_Exercise requirements_
Write the next part of the commentary on ethical COVID-19 vaccine allocation in Minnesota, starting after its last paragraph.

_Document segment_
◆ ◆ ◆ ◆

The Star Tribune Editorial Board recently argued that "scrutiny is needed right now to ensure that the current [COVID-19] vaccine stock is being given promptly" ("State puts heat on vaccine providers," Jan. 28). I support the call for transparency about the state's pandemic response plans, and agree that "[t]he vaccine doesn't protect anyone if it's still in the vial." However, the focus on the speed with which vaccine is administered must be balanced against other considerations if the state's vaccine allocation plan is to be ethical.

Established ethics guidance for emergency response in Minnesota requires that the state balance three moral objectives: to reduce rates of sickness and death; to respect individuals and groups; and to promote fairness and equity.

Vaccinating people quickly will help to reduce illness and death. However, a dominant focus on speed will predictably mean that we vaccinate populations that are easy to reach, in order to meet the timeliness benchmarks endorsed by the Editorial Board.

Unfortunately, the populations who are at greatest risk from COVID-19 do not tend to be easy to reach with vaccination programs.

Risks of death are not equal among age groups. Minnesotans aged 75 and over represent 6% of COVID-19 cases and 73% of deaths. Those 65-74 are 7% of cases and 16% of deaths. Both age groups face elevated risks, certainly, but they are meaningfully different.

Absent specific priorities for those with health conditions that place them at higher risk of hospitalization and death, allowing those 65-74 to be prioritized at the same level as those 75 and up is not equitable because risk of hospitalization and death is much, much higher for those 75 and older than for younger seniors.

The picture is further complicated when considering the consequences of structural racism, which means Black, Indigenous, and Latino Minnesotans are dying at even higher rates, even younger.

Targeting vaccines for specific groups complicates — and so may to some extent slow — vaccine allocation, especially given that higher-risk groups tend to face higher hurdles to accessing care. These challenges include, for example: lack of technology or internet service to make appointments, transportation difficulties, language barriers and mistrust of health providers due to a history of unequal treatment. These types of challenges must be overcome to meet the needs of high-risk populations.

◆ ◆ ◆ ◆

_Stored data_
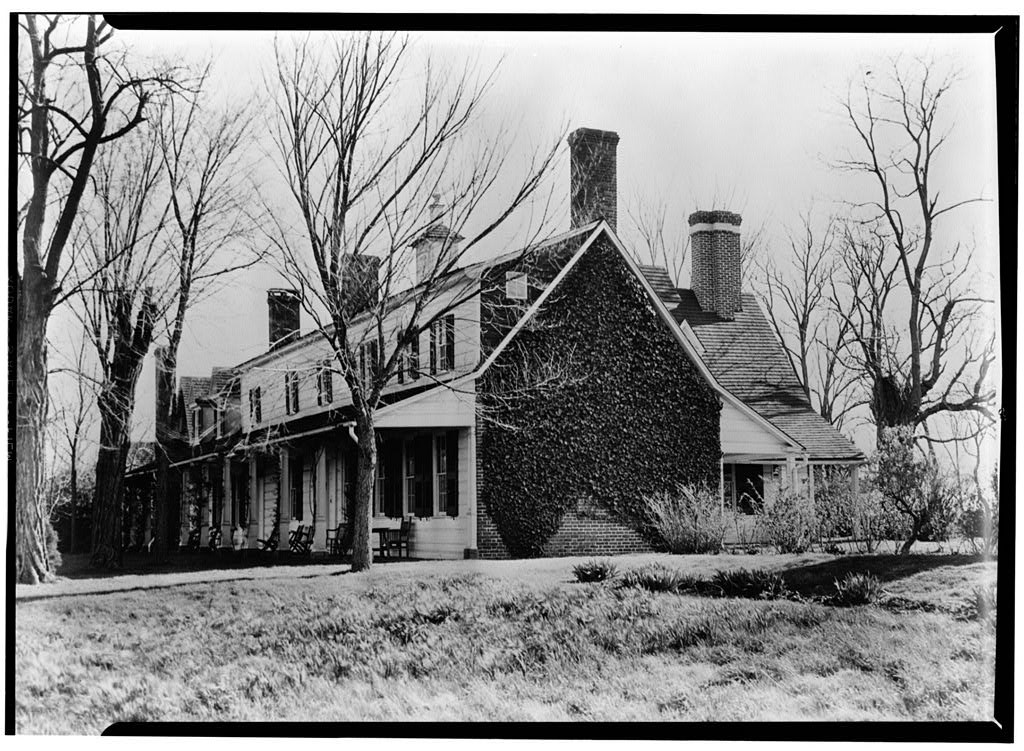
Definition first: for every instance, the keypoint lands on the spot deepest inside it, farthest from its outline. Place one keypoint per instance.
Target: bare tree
(909, 305)
(125, 259)
(75, 416)
(74, 95)
(796, 294)
(204, 153)
(363, 165)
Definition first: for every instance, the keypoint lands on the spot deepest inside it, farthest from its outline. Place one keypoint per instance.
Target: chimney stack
(593, 183)
(436, 239)
(283, 308)
(359, 283)
(715, 272)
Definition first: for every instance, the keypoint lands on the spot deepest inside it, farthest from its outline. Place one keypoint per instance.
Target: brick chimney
(358, 283)
(593, 184)
(437, 238)
(715, 261)
(283, 308)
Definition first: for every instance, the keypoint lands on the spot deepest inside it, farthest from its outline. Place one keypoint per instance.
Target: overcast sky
(747, 121)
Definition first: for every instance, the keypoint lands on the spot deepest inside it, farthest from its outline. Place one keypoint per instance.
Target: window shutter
(453, 472)
(449, 342)
(433, 347)
(424, 475)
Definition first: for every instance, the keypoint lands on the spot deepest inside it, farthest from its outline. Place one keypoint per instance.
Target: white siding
(741, 434)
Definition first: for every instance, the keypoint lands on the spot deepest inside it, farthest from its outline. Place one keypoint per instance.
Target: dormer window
(291, 392)
(325, 384)
(515, 285)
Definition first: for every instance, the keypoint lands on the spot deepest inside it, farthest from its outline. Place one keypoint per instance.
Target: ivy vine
(627, 415)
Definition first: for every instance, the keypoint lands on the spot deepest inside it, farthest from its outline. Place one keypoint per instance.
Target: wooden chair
(398, 539)
(269, 545)
(302, 542)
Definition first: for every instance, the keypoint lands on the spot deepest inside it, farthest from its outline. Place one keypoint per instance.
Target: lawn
(500, 640)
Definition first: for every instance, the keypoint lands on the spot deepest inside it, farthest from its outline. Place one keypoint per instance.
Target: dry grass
(511, 641)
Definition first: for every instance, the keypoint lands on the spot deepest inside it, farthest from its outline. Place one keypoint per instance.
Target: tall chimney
(164, 394)
(715, 272)
(283, 307)
(436, 239)
(593, 184)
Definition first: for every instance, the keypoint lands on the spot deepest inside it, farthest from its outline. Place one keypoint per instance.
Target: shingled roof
(747, 359)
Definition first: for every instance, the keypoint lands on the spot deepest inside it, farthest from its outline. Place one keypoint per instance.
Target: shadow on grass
(817, 578)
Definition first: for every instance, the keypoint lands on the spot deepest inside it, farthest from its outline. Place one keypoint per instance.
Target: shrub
(688, 519)
(750, 583)
(834, 502)
(657, 578)
(788, 523)
(857, 589)
(595, 571)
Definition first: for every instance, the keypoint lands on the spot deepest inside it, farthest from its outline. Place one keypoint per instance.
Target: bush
(834, 502)
(688, 519)
(788, 523)
(657, 578)
(595, 571)
(857, 589)
(750, 583)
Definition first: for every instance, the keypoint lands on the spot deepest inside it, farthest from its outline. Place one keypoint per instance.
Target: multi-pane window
(325, 384)
(410, 369)
(515, 285)
(440, 473)
(255, 406)
(442, 344)
(291, 391)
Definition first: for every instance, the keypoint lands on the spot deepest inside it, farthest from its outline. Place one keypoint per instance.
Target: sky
(744, 122)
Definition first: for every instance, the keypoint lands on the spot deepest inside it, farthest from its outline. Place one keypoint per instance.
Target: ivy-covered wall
(593, 403)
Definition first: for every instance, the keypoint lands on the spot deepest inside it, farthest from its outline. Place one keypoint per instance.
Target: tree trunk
(74, 495)
(363, 553)
(108, 502)
(33, 564)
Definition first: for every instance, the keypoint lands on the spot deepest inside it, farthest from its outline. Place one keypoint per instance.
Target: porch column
(226, 507)
(284, 499)
(323, 496)
(470, 494)
(208, 501)
(255, 506)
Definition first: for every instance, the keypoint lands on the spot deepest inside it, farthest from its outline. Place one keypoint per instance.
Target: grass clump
(856, 589)
(754, 583)
(658, 578)
(595, 571)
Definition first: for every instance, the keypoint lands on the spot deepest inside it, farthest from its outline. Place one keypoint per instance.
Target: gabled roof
(748, 360)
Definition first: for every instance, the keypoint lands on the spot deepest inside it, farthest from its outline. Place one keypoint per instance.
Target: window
(440, 472)
(410, 368)
(515, 285)
(291, 392)
(442, 344)
(255, 408)
(369, 362)
(295, 472)
(325, 384)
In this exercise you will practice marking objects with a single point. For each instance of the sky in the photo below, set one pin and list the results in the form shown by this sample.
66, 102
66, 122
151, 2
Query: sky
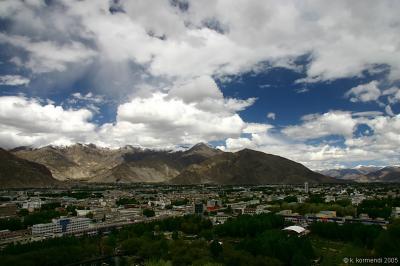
317, 82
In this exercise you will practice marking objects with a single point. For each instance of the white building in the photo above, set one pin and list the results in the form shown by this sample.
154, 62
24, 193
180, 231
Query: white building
306, 187
33, 203
62, 226
396, 212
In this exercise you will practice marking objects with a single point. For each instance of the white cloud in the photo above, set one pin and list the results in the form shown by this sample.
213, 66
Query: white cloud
364, 93
27, 122
48, 56
14, 80
317, 126
343, 38
271, 116
162, 121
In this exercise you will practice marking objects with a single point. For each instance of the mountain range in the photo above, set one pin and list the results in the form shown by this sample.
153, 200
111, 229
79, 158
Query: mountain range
197, 165
364, 174
20, 173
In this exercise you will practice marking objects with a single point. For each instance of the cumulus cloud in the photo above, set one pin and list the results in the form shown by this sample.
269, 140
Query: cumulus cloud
377, 146
159, 121
342, 38
13, 80
317, 126
28, 122
271, 116
161, 60
364, 93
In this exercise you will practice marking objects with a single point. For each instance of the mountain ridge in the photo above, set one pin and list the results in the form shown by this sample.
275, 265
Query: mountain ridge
20, 173
199, 164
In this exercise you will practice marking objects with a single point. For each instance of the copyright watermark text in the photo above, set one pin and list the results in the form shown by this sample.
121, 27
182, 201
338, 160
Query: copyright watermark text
371, 260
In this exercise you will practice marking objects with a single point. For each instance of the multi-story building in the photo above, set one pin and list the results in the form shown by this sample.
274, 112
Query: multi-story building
8, 209
62, 226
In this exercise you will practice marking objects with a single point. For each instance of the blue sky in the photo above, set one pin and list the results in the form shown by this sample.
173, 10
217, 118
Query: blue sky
314, 82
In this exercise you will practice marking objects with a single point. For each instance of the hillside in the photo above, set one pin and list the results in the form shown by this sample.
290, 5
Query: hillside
366, 174
249, 167
19, 173
128, 164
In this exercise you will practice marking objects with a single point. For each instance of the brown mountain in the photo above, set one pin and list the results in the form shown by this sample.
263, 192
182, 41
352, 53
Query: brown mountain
19, 173
366, 174
200, 164
249, 167
386, 174
127, 164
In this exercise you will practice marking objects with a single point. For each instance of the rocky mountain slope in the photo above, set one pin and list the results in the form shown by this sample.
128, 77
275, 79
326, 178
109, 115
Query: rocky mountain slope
19, 173
366, 174
249, 167
127, 164
199, 164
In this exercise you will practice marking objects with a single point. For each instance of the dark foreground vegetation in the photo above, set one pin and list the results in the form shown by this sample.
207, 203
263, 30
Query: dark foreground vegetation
192, 240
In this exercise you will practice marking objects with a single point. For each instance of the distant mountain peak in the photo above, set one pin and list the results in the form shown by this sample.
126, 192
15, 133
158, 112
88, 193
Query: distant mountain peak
201, 145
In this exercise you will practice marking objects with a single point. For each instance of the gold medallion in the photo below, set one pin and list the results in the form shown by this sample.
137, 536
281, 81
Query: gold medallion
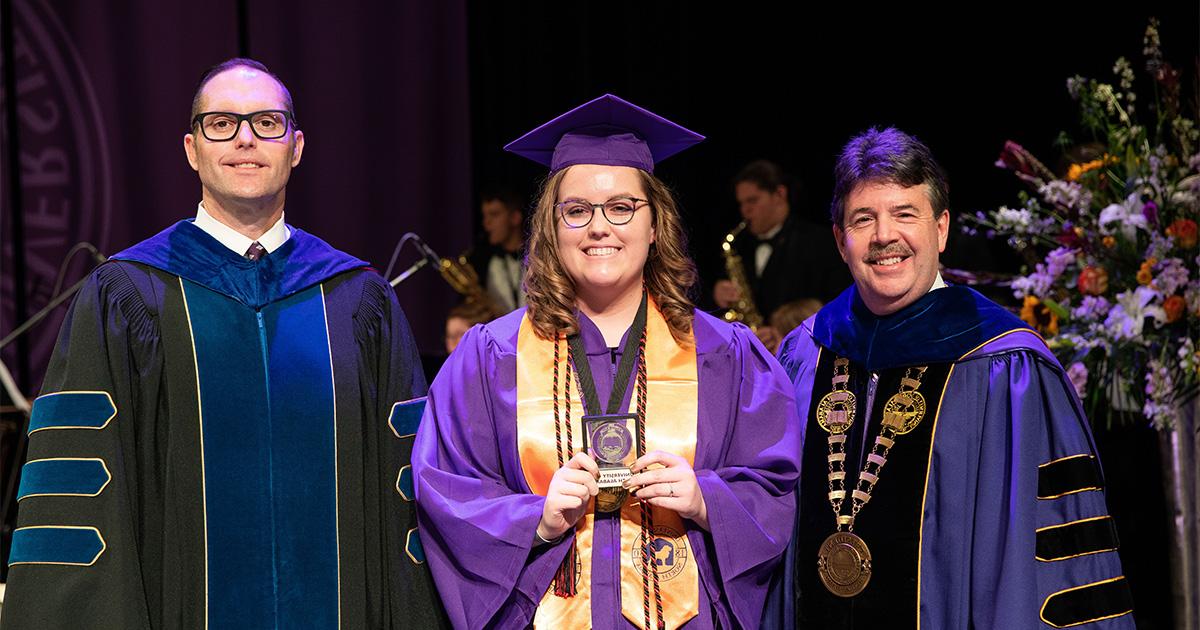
904, 411
844, 564
610, 499
839, 406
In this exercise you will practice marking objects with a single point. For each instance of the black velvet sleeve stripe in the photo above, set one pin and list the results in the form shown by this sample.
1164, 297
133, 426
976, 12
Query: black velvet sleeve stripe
1068, 475
1086, 604
1078, 538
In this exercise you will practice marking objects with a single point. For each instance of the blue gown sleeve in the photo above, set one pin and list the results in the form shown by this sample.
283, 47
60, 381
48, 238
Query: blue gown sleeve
1044, 550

◆ ◆ ◆ ◆

_Answer to the exercise_
It is easier — and therefore faster — to vaccinate people with more privileged access to care. But doing so compromises our moral commitments. Reducing rates of serious illness and death requires more than vaccinating people quickly; it requires giving higher priority to those at greater risk.

Respect requires that we honor our commitments to protect the vulnerable. Fairness and equity require that we address access challenges and respond effectively to overwhelming evidence of profound disparities in COVID-19 risk. These are not academic concepts; they are the core values that should guide Minnesota's response to the pandemic. We should honor them, even when it's hard to do so.

Vaccinating speedily is not the same as vaccinating ethically. I call on the media, and our state leadership, to shift the narrative away from a predominant focus on speed, to a public discussion about the need to balance the complex considerations that must be taken into account for Minnesota's vaccine allocation plan to be ethical.

A highly efficient but inequitable allocation plan is unacceptable. It is possible to do better. To do so, we need to characterize our success in vaccination in terms of risk reduction, respect, fairness and equity, not speed alone.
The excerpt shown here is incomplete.